**Description of the task**
Update the records below so that "yellow sunflower" becomes "sunflower bloom", and write them out again with everything else left unchanged.

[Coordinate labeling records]

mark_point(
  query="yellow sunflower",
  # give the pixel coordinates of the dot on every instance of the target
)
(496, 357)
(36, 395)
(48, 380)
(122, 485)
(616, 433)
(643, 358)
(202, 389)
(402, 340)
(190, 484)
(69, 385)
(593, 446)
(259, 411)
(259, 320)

**The completed task**
mark_point(
  query="sunflower bloom",
  # give the pixel coordinates of the dot on every instance of the target
)
(496, 357)
(36, 395)
(48, 380)
(122, 485)
(616, 433)
(643, 358)
(202, 389)
(402, 340)
(190, 484)
(69, 385)
(593, 446)
(259, 411)
(259, 320)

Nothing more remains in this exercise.